[Coordinate annotation records]
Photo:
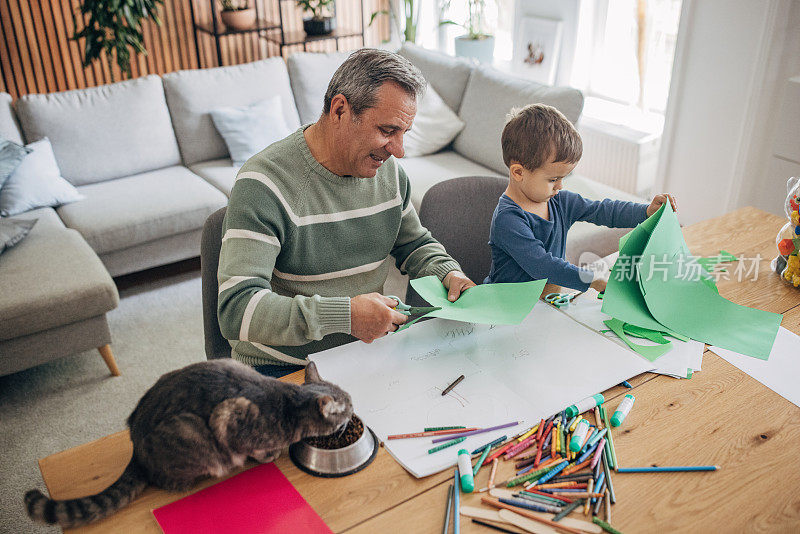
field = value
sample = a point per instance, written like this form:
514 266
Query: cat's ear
328 407
311 373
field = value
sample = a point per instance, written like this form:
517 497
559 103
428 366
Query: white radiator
618 156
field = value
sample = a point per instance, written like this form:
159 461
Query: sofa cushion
9 128
36 183
41 290
247 130
192 94
310 74
137 209
221 173
423 172
489 96
447 74
103 132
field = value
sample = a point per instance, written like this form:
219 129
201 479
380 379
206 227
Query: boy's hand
658 201
599 285
456 283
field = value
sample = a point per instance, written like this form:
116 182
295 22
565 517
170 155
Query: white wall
725 79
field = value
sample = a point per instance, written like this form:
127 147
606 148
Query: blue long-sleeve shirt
527 247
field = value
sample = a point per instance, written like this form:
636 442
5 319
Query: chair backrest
216 345
458 213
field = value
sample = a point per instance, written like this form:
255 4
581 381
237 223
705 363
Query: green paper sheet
623 297
486 304
688 305
649 352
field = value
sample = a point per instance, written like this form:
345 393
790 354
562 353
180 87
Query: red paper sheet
258 501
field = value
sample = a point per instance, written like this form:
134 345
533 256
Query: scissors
560 299
405 309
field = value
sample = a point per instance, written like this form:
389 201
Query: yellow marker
575 423
528 433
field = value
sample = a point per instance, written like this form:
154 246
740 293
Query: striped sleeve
256 223
415 251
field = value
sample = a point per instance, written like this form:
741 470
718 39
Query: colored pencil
451 386
445 445
480 431
485 524
497 504
480 461
567 510
667 469
447 510
490 444
605 526
456 491
530 505
431 433
435 428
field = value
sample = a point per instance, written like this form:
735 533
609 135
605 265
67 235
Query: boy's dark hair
536 133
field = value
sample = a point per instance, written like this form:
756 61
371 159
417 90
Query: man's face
369 139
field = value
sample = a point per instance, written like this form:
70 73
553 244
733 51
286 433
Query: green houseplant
114 28
477 43
410 17
320 22
237 15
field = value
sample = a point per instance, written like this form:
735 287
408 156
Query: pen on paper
451 386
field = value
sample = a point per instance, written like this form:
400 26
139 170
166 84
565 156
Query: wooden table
721 416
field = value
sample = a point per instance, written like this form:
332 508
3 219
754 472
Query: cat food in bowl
339 454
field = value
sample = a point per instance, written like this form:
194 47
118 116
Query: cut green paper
485 304
649 352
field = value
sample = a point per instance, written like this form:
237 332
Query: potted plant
320 22
476 43
237 15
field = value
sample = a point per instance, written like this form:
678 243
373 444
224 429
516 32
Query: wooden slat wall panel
38 56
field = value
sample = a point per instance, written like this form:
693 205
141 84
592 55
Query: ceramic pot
243 19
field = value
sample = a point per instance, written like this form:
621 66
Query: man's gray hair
362 74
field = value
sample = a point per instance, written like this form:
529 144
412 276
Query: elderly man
313 217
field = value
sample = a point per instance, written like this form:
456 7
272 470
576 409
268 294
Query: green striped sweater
298 241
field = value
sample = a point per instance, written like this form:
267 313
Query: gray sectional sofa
152 167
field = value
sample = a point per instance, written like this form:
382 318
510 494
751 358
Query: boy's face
542 183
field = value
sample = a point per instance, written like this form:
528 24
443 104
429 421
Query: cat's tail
76 512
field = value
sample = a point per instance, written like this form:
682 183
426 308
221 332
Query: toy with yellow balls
788 240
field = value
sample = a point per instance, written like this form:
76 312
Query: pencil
497 504
447 510
456 491
667 469
451 386
445 445
485 524
605 526
431 433
480 431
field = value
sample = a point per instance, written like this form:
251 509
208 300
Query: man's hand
658 201
372 316
456 283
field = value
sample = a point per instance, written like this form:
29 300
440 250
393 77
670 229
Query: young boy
530 224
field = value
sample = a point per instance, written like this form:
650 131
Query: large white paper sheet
779 372
513 373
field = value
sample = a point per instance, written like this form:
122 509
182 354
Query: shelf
260 26
300 37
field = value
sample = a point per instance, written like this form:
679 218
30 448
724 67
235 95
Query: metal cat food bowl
331 463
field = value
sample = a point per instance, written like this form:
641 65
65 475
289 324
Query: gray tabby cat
205 420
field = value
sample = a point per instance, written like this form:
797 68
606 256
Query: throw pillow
36 183
12 231
11 155
435 126
247 130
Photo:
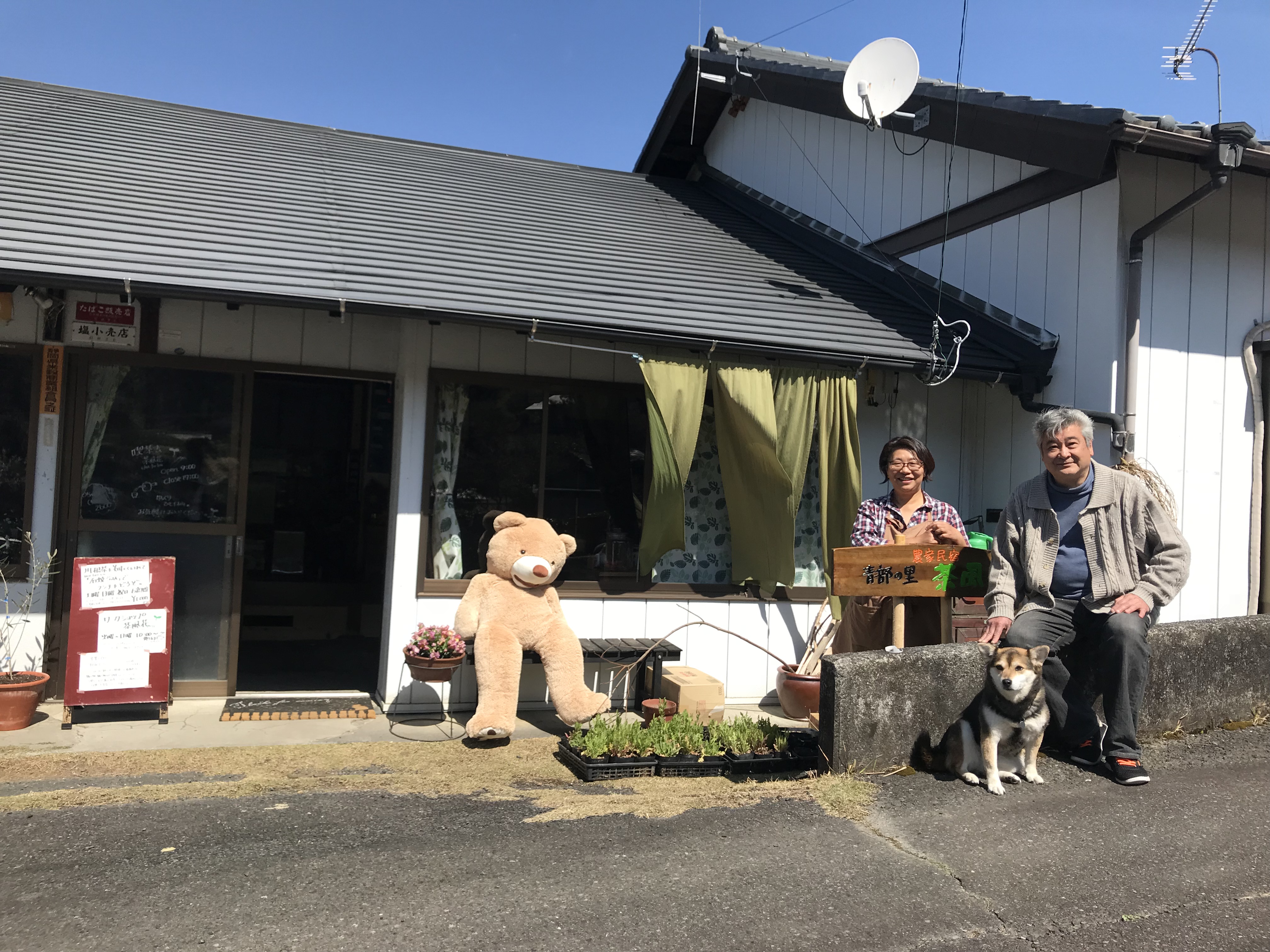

» AIM OF THE TASK:
Locate each line in the entries containing the word "yellow" and copy those lines out.

» COMPLETED EXERCISE:
Query: yellow marker
Query: toy with yellow balls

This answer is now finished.